• **Selected text**:
On the IAM dashboard, please click on Roles on the left sidenav and search for this Role. Once the Role appears, click on the Role to go to its Summary page. Click on the Trust relationships tab on the Summary page to add AWS Glue as an additional trusted entity.

Click on Edit trust relationship and replace the JSON with below JSON.

In [1]:
{
  "Version": "2012-10-17",
  "Statement": [
    {
      "Effect": "Allow",
      "Principal": {
        "Service": [
          "sagemaker.amazonaws.com",
          "glue.amazonaws.com"
        ]
      },
      "Action": "sts:AssumeRole"

• **Problems to solve**:
- 1) In the IAM role instructions, which tab on the role's Summary page is used to add AWS Glue as a trusted entity?
- 2) Rewrite the paragraph of the IAM role instructions that begins "On the IAM dashboard" as a numbered list of steps, keeping its main facts.

• **Supplied entries**:
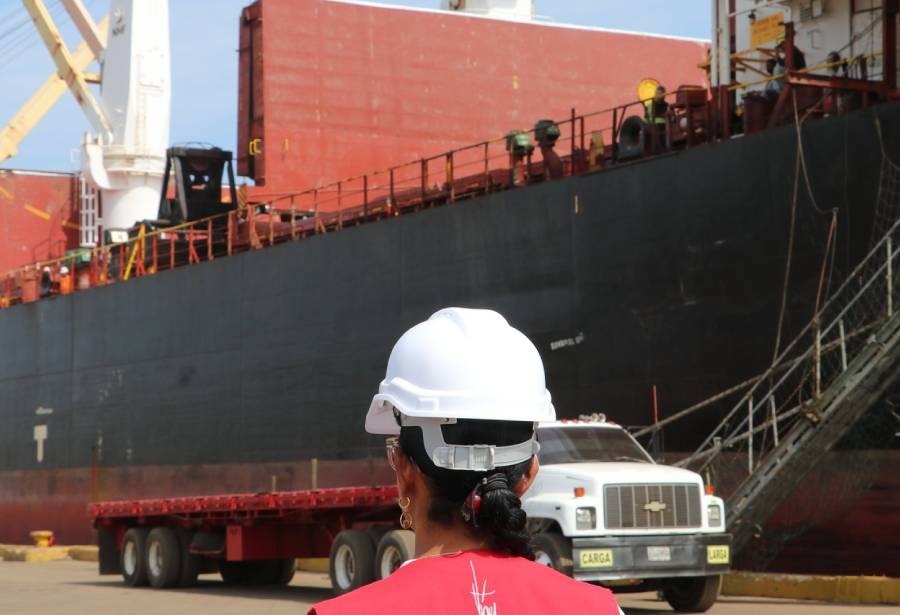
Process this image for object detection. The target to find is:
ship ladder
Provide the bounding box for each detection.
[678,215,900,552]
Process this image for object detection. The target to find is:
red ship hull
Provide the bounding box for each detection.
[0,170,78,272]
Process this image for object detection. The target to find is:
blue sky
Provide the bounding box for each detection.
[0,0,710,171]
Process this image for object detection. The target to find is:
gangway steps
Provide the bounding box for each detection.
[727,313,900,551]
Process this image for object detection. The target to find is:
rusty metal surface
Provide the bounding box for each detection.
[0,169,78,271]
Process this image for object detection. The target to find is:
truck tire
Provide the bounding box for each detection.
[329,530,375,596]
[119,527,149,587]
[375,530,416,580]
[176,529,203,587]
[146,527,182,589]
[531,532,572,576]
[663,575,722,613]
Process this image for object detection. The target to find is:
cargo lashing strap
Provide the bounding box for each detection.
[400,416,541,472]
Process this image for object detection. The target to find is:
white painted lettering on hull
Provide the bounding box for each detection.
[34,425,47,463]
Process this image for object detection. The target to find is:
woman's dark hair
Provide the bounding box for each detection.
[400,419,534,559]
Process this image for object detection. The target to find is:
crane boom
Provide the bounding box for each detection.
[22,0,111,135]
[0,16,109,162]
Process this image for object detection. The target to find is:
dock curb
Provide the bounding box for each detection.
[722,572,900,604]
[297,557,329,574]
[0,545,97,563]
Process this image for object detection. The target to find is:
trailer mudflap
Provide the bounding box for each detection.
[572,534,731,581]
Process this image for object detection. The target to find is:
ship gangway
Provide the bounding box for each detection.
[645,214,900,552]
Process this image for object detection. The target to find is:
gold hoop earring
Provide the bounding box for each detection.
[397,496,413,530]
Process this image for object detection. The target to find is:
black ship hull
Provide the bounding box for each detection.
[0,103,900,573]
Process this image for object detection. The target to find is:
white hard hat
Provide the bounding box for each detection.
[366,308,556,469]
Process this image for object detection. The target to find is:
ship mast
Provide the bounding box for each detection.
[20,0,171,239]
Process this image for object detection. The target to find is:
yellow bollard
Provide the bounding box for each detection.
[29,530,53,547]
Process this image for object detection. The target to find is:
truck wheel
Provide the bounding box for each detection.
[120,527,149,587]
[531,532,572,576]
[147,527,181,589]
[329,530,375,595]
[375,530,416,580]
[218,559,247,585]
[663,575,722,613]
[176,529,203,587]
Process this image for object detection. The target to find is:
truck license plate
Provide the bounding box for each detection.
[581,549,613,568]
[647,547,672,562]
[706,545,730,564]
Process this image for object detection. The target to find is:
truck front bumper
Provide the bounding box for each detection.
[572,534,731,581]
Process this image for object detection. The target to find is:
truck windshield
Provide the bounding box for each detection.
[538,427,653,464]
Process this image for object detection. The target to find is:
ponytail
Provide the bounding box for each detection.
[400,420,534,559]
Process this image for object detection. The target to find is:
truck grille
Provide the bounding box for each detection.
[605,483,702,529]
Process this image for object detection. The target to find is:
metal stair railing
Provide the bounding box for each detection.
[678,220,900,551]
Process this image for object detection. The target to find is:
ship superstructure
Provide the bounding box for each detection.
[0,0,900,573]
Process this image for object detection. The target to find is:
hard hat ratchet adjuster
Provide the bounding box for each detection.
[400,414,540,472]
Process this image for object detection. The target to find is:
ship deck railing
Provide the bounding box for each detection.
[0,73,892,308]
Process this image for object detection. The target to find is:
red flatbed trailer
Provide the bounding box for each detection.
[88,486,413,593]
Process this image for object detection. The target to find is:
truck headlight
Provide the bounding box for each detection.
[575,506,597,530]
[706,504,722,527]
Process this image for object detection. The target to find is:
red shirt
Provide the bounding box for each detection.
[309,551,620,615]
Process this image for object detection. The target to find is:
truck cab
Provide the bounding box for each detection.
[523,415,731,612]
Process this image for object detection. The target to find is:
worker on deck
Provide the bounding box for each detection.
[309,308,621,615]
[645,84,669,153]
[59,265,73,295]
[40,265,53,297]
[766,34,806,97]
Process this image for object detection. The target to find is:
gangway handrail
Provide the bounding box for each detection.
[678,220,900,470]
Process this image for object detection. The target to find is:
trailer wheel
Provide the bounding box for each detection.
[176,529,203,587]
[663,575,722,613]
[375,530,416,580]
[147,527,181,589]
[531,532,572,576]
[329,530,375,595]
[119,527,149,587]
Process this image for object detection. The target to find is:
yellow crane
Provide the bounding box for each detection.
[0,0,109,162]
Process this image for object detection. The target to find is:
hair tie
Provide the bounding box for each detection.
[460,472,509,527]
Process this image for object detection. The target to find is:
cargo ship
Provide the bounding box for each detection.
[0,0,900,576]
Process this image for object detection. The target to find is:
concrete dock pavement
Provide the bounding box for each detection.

• **Solutions below**:
- 1) The Trust relationships tab.

- 2)
1. On the IAM dashboard, select Roles in the left sidenav and search for the Role.
2. Click the Role to open its Summary page.
3. On the Summary page, open the Trust relationships tab to add AWS Glue as an additional trusted entity.